==== Record extracts

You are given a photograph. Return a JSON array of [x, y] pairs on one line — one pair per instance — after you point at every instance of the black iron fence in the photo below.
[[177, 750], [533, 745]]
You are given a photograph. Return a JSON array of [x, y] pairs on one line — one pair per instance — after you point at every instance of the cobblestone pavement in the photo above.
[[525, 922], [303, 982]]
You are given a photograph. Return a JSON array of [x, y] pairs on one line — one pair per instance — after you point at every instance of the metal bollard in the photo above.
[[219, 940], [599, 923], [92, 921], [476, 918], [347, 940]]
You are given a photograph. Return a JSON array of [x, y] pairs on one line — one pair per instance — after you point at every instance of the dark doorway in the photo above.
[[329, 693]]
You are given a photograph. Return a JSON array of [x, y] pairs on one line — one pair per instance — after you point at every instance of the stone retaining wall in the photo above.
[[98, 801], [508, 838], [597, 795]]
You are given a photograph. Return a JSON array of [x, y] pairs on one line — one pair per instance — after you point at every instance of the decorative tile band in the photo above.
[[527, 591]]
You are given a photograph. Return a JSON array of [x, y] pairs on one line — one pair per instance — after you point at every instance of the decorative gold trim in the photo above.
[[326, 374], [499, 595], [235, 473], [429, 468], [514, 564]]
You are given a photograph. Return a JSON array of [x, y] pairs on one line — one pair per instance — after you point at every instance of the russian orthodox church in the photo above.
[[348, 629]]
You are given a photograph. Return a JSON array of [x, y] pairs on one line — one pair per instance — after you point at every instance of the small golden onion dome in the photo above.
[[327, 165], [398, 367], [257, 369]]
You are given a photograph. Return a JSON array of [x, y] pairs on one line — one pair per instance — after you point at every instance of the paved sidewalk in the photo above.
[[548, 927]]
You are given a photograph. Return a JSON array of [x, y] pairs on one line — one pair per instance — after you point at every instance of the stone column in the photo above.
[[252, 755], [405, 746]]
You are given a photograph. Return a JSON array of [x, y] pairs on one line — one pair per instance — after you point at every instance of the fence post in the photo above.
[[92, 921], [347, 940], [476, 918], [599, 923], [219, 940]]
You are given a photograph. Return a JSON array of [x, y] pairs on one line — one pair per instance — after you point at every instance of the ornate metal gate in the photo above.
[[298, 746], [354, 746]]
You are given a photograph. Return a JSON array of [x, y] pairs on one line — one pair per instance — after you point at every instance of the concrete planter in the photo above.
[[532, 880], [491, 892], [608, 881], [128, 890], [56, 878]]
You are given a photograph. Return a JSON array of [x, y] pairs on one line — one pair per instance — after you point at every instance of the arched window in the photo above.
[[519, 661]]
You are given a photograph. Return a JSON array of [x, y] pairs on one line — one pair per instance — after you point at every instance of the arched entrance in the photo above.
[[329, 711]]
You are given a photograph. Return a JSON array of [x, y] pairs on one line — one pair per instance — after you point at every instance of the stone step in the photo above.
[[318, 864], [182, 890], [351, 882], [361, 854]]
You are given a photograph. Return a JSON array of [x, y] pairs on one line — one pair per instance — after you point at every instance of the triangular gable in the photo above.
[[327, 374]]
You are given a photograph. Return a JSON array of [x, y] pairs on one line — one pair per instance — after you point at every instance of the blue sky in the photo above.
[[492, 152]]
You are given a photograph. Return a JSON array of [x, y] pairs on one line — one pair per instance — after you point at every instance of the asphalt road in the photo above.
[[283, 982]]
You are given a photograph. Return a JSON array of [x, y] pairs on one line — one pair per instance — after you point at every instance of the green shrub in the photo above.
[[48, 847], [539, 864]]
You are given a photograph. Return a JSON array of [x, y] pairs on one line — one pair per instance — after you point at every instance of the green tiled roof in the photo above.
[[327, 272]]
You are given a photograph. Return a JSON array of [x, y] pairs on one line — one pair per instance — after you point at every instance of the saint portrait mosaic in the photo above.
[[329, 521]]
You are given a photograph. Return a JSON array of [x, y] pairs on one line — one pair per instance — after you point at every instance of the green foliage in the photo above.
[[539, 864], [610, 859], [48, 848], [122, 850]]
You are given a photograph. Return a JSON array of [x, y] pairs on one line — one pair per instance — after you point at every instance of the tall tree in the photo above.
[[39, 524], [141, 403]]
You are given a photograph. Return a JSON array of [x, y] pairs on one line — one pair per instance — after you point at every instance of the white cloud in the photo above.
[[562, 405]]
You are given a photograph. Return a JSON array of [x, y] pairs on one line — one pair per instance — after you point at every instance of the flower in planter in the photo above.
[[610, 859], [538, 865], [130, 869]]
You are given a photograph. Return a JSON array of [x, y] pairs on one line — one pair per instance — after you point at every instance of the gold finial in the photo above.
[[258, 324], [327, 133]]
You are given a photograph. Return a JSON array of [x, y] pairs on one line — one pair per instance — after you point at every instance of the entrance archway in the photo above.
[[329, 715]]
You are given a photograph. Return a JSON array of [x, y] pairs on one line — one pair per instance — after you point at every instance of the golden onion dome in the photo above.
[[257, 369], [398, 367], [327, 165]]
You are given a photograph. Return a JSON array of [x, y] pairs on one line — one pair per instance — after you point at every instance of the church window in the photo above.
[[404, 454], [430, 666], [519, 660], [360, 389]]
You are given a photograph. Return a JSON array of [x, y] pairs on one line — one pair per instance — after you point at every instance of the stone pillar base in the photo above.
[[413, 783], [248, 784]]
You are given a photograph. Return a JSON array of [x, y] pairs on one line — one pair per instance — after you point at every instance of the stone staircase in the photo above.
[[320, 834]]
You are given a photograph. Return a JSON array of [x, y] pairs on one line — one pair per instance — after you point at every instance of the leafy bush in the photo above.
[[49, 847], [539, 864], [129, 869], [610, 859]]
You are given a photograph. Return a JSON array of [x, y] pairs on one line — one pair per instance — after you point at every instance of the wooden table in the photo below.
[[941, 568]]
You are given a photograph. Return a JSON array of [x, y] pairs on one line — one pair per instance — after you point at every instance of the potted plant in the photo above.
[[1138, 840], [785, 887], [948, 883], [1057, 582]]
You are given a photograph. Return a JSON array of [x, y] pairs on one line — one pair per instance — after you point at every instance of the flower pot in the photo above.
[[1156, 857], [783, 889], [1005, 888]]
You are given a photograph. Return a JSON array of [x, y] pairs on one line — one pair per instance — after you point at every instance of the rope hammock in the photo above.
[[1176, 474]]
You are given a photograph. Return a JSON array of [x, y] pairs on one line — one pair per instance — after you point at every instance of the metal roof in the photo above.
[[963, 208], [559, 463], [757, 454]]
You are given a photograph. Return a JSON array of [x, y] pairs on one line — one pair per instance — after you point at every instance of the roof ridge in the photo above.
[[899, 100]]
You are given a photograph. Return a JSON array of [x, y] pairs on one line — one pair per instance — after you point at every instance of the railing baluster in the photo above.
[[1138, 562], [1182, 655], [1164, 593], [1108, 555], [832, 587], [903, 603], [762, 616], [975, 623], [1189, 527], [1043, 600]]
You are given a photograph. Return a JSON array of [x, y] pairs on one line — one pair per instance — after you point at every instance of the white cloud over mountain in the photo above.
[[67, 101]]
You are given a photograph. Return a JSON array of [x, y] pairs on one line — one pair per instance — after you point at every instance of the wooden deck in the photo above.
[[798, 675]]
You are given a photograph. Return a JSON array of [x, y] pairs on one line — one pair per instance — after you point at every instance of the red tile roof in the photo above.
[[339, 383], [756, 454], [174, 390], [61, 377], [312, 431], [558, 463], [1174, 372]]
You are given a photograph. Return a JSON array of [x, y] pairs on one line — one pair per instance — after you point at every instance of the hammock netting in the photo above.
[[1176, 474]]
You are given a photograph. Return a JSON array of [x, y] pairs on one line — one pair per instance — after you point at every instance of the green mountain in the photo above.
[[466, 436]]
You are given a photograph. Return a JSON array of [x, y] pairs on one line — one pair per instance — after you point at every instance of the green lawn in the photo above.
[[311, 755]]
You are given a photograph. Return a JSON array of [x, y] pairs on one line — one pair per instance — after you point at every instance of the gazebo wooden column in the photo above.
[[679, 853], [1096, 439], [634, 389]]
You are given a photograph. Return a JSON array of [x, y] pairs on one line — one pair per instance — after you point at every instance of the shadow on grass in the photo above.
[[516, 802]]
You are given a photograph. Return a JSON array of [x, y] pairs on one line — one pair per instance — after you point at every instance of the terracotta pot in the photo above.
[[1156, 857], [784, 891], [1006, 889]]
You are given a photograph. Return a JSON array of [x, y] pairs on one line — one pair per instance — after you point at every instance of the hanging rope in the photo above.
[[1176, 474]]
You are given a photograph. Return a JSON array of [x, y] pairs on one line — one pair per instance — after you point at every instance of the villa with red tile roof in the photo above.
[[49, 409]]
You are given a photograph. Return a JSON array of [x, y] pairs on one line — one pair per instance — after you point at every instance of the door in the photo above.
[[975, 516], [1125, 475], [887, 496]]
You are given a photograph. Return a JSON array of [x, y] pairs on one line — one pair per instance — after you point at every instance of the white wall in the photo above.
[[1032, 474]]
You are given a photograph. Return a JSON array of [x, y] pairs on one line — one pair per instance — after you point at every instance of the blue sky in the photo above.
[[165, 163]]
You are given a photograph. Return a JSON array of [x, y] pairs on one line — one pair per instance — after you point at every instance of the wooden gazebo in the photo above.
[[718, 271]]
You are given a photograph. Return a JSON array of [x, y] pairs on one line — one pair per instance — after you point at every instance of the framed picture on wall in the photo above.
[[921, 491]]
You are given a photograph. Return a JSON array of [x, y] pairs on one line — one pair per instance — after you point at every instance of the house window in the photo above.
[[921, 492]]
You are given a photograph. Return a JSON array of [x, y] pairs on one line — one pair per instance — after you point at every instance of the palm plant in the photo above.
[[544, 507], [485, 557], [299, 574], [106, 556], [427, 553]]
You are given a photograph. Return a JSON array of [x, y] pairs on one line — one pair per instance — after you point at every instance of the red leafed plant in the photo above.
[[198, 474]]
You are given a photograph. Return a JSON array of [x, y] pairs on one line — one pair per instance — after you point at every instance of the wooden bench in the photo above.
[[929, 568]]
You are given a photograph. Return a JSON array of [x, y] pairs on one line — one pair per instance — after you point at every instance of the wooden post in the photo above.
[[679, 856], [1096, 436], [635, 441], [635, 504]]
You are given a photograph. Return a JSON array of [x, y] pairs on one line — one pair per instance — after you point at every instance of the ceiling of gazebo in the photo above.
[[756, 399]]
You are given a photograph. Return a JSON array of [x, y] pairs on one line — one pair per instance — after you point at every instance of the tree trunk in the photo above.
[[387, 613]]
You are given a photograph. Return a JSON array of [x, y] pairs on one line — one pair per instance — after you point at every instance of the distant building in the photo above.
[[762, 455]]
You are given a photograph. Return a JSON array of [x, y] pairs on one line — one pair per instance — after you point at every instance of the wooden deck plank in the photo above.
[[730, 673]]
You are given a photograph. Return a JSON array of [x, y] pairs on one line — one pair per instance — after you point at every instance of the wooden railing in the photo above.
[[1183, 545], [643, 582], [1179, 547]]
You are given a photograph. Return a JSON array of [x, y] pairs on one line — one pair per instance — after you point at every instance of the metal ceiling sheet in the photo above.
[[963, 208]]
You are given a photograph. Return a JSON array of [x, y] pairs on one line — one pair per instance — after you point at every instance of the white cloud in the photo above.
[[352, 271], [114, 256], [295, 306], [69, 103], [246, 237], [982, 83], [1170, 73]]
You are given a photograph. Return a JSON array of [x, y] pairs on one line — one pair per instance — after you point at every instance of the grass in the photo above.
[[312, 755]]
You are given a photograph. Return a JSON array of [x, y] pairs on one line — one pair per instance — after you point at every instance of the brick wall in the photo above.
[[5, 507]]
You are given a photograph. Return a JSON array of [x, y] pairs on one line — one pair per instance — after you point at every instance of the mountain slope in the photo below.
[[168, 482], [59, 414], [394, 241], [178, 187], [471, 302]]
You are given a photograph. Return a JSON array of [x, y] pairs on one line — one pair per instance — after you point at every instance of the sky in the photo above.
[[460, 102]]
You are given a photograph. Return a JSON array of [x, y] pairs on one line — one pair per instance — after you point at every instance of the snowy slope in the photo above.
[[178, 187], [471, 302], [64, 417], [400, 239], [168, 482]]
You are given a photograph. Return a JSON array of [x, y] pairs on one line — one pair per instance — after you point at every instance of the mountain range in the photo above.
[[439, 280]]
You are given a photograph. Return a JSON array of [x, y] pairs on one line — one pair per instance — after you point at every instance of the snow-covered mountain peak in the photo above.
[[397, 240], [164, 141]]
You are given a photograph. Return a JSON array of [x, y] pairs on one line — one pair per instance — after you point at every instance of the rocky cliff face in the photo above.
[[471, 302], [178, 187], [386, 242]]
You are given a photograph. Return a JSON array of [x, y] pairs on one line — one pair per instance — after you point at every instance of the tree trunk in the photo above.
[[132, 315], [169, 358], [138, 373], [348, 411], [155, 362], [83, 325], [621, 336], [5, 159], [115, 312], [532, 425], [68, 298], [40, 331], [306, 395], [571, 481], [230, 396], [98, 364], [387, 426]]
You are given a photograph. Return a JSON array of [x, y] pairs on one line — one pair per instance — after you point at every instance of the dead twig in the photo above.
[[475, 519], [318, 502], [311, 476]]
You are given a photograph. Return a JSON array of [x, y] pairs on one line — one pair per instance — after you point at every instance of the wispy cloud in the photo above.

========

* Description of the task:
Render the entries from the line containing "twig in the photo above." through the line containing "[[475, 519], [318, 502], [311, 476]]" as a JSON list of strings, one string per line and no blank lines.

* Response to this task:
[
  "You are given a photograph. Return a JSON array of [x, y] pairs on one line — one pair per instance — after you point at every instance of the dead twig in the photo above.",
  "[[475, 519], [318, 502], [311, 476]]"
]